Carry on the story about getting Ruby the puppy, picking up after its last sentence.
## Start Document text
Ruby when we first saw her at five-weeks-old

We’d been wanting to get a dog for months and had spent hours researching breeds in the hope of finding the perfect dog for us.

In the end, we settled on a Staffordshire bull terrier as they’re not too big and are fairly calm.

We really wanted a red and white female and asked friends with staffies to let us know if they heard of any pups available in this area.

No sooner had I asked, than I received a link to a litter of six that were fairly close to us and would be ready just before Christmas.

I contacted the breeder to discover that she only had one girl and only one of the litter was the colour we were after – thankfully they turned out to be the same puppy and she was still available, so we went to see her the very next day.

And that was it – I fell in love with her straight away.

We said we’d have her, paid the deposit and went back to visit her every week until she was eight weeks old and able to come home with us last Sunday.
## End Document text
## Start Data shown
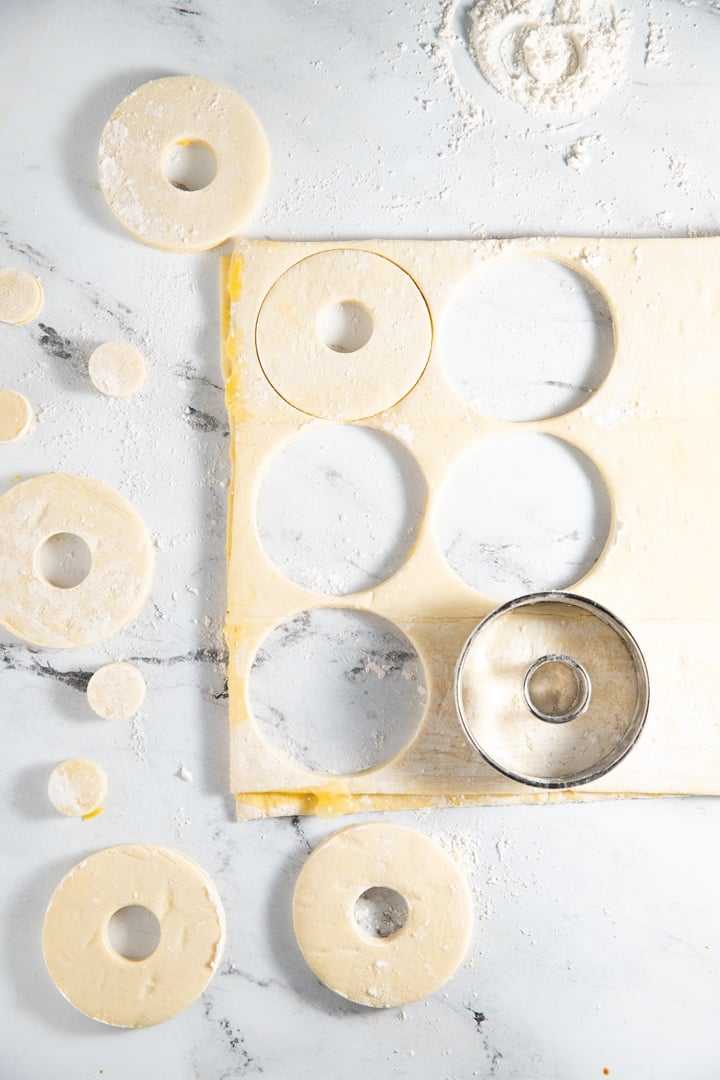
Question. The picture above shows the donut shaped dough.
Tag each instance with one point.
(117, 369)
(382, 971)
(343, 386)
(122, 561)
(116, 691)
(78, 786)
(21, 296)
(102, 983)
(140, 133)
(15, 416)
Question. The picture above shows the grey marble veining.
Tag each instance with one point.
(596, 939)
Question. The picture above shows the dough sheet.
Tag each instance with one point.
(651, 430)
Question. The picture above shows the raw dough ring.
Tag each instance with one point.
(138, 135)
(382, 971)
(102, 983)
(343, 386)
(121, 571)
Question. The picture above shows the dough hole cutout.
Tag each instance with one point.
(338, 691)
(522, 513)
(326, 379)
(367, 495)
(345, 326)
(134, 932)
(526, 339)
(380, 912)
(65, 561)
(190, 165)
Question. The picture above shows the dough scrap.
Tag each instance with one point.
(21, 296)
(410, 963)
(78, 786)
(146, 126)
(98, 981)
(15, 416)
(116, 691)
(122, 561)
(117, 369)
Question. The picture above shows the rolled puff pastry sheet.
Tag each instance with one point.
(410, 963)
(98, 981)
(122, 561)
## End Data shown
Answer to the exercise:
Choosing a name for her was extremely difficult, but we eventually settled on Ruby and it seems to suit her really well.


Photo of Ruby at six weeks

Ruby at six weeks


Photo of Ruby sitting on Phil's lap on her first day aboard

Ruby sitting on Phil's lap on her first day aboard


Photo of Ruby asleep under a stool in Ravensdale's saloon

Ruby asleep under a stool in Ravensdale's saloon


Ruby is so, so cute and settling in really well.


Photo of Ruby settling in on Christmas Eve

Ruby settling in on Christmas Eve


Photo of Ruby taking a rest on the seating in the dinette

Ruby taking a rest on the seating in the dinette


Photo of another view of Ruby sunggling in between the cushions in the dinette

Another view of Ruby sunggling in between the cushions in the dinette


She seems very happy here on the boat with us and enjoys going out for little walks on the pontoons.

Fortunately, we’ve had very calm conditions ever since we brought her home, so she’s had a chance to get a bit used to living on board before the boat starts rocking around in wild weather.

I thought house training her could be difficult on a boat, but it seems to be working out quite well.

We put a puppy training pad down for her indoors, but she didn’t seem very interested in using it.

We’ve had much more success with taking her out for little walks on the pontoons every couple of hours, especially after food or when she wakes up, and, most of the time, she’s now doing what she needs to do outside.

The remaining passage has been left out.